SET EXERCISE - Replace "Follow this form exactly" with "Use exactly this format" everywhere in the lines below, leave everything else unchanged, and omit the pictures from your answer.

RECORDS TO PROCESS -
>> Begin

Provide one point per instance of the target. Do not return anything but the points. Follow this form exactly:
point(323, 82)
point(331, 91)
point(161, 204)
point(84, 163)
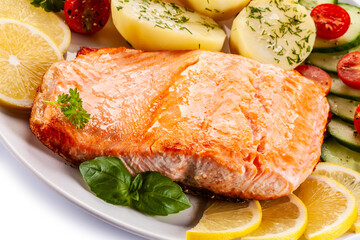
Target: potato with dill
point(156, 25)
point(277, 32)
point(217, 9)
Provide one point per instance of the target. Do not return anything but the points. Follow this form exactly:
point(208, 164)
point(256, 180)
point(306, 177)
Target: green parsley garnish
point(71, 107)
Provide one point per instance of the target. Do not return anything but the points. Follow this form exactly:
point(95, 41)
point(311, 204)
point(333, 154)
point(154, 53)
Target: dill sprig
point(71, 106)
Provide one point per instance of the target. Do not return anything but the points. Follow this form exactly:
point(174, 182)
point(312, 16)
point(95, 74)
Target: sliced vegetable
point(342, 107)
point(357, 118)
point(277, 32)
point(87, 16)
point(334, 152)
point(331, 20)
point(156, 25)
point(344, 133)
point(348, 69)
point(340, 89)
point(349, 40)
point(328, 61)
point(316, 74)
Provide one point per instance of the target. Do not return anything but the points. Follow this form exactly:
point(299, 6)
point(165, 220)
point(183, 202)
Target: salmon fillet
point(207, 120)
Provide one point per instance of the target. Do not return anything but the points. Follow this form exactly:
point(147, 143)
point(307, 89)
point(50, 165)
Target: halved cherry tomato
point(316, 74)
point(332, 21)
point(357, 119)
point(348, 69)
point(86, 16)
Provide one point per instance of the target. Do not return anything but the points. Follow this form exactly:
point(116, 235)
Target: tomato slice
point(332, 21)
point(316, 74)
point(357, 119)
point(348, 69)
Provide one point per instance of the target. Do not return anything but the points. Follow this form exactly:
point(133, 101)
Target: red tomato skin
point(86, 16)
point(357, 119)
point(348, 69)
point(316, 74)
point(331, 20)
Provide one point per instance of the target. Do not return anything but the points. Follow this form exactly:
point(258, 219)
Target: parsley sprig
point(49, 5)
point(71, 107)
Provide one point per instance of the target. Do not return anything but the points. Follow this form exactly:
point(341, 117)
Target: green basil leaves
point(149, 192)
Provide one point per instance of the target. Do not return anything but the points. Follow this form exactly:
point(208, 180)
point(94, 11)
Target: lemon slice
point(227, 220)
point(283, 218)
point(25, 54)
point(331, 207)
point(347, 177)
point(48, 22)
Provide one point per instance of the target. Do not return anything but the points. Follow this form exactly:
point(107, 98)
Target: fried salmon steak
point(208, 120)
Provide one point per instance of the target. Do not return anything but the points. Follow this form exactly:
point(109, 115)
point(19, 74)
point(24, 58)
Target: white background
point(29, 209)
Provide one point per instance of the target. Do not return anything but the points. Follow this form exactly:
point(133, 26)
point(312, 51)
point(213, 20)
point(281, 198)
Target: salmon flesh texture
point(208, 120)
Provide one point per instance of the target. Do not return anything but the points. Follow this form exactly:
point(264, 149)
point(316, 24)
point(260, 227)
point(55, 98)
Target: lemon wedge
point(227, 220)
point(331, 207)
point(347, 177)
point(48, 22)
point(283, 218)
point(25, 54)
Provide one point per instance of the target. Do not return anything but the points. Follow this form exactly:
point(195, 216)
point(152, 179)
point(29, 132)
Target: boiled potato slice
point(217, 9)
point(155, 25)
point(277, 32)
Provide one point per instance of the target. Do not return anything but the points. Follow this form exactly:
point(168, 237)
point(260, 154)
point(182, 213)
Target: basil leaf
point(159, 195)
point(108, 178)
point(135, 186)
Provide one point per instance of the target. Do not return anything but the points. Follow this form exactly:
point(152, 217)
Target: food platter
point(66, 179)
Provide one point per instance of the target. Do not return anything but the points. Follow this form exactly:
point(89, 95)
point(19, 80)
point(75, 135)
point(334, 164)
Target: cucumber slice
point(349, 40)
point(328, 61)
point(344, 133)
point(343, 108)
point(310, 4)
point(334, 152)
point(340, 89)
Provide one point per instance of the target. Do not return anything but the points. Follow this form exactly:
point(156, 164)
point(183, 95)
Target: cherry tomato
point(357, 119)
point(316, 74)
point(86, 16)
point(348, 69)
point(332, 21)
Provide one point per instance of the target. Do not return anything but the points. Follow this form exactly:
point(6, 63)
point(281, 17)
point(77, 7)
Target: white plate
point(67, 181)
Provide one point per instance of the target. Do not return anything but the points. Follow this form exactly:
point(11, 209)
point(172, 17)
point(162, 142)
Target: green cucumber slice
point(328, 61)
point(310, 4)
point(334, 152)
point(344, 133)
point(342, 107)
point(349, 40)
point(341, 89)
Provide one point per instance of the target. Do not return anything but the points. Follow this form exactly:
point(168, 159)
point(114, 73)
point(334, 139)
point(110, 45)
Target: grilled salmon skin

>> End

TASK ANSWER -
Provide one point per instance of the target. Do not return anything but the points. Use exactly this format:
point(323, 82)
point(331, 91)
point(161, 204)
point(84, 163)
Target: potato with dill
point(156, 25)
point(277, 32)
point(217, 9)
Provide one point per instance of the target. Do not return anything but the points. Use exactly this format:
point(208, 164)
point(256, 180)
point(306, 177)
Target: green parsley garnish
point(71, 107)
Provide one point per instance of the target. Do not return anything but the points. Use exactly this format:
point(95, 41)
point(311, 204)
point(333, 154)
point(154, 53)
Target: dill sprig
point(71, 106)
Provide one point per instance of the target. Do not return anything but the points. Use exactly this format:
point(174, 182)
point(312, 16)
point(95, 74)
Target: sliced vegetable
point(342, 107)
point(357, 118)
point(277, 32)
point(87, 16)
point(334, 152)
point(331, 20)
point(156, 25)
point(344, 133)
point(348, 69)
point(340, 89)
point(349, 40)
point(328, 61)
point(316, 74)
Provide one point per instance of the target. Do not return anything but the points. Use exactly this format:
point(299, 6)
point(165, 220)
point(183, 202)
Target: salmon fillet
point(207, 120)
Provide one point per instance of the target. Do not return anything but the points. Use exactly this format:
point(147, 143)
point(307, 89)
point(50, 165)
Target: halved cherry tomato
point(316, 74)
point(332, 21)
point(357, 119)
point(348, 69)
point(86, 16)
Provide one point per instance of the target. Do not return anything but the points. Use exactly this format:
point(116, 235)
Target: tomato slice
point(332, 21)
point(316, 74)
point(357, 119)
point(348, 69)
Provide one point per instance of the target. Do not return anything but the points. Use exactly this format:
point(133, 101)
Target: red tomato skin
point(86, 16)
point(357, 119)
point(348, 69)
point(316, 74)
point(331, 20)
Provide one point per instance of the target. Do not return anything but the points. Use exactly this format:
point(258, 219)
Target: parsley sprig
point(49, 5)
point(71, 107)
Provide one point per instance of the target. Do not return anything but the points. Use exactly this format:
point(341, 117)
Target: green basil leaves
point(149, 192)
Provide one point per instance of the target. Do not return anything but the points. Use exactly this format:
point(208, 180)
point(94, 11)
Target: lemon slice
point(227, 220)
point(283, 218)
point(25, 54)
point(331, 207)
point(347, 177)
point(48, 22)
Provide one point per instance of the target. Do not return anything but the points. Use exactly this format:
point(107, 98)
Target: fried salmon steak
point(208, 120)
Provide one point per instance of the target. Do not return anything but the points. Use exactly this format:
point(109, 115)
point(19, 74)
point(24, 58)
Target: white background
point(29, 209)
Provide one point per instance of the target. Do not return anything but the points. Use exactly this format:
point(133, 26)
point(312, 51)
point(213, 20)
point(281, 198)
Target: salmon flesh texture
point(208, 120)
Provide one point per instance of the target. Do not return anything but the points. Use exactly this format:
point(264, 149)
point(316, 24)
point(260, 227)
point(55, 98)
Target: lemon wedge
point(227, 220)
point(331, 207)
point(347, 177)
point(48, 22)
point(283, 218)
point(25, 54)
Provide one point per instance of the target. Do not return anything but the points. Use exactly this format:
point(195, 216)
point(152, 179)
point(29, 132)
Target: boiled potato slice
point(217, 9)
point(155, 25)
point(277, 32)
Provide one point per instance of the target. Do not return anything but the points. Use exactly this format:
point(168, 237)
point(260, 154)
point(182, 213)
Target: basil leaf
point(159, 195)
point(108, 178)
point(135, 186)
Provide one point per instance of the target. Do not return anything but the points. Use exactly this format:
point(152, 217)
Target: food platter
point(66, 179)
Provide one point per instance of the target. Do not return anything but the points. Use exactly this format:
point(89, 95)
point(19, 80)
point(75, 135)
point(334, 164)
Target: cucumber slice
point(349, 40)
point(328, 61)
point(344, 133)
point(343, 108)
point(310, 4)
point(334, 152)
point(340, 89)
Provide one point per instance of the target. Do not return anything but the points. Use exactly this format:
point(156, 164)
point(183, 95)
Target: cherry tomato
point(357, 119)
point(316, 74)
point(86, 16)
point(348, 69)
point(332, 21)
Provide one point per instance of the target. Do not return anything but the points. Use exactly this format:
point(6, 63)
point(281, 17)
point(77, 7)
Target: white plate
point(67, 181)
Provide one point per instance of the target. Do not return anything but the points. Use exactly this format:
point(11, 209)
point(172, 17)
point(162, 142)
Target: green cucumber slice
point(328, 61)
point(310, 4)
point(334, 152)
point(344, 133)
point(342, 107)
point(349, 40)
point(341, 89)
Provide one point per instance of the target. Do not return anything but the points. Use exactly this format:
point(168, 159)
point(114, 73)
point(334, 139)
point(110, 45)
Target: grilled salmon skin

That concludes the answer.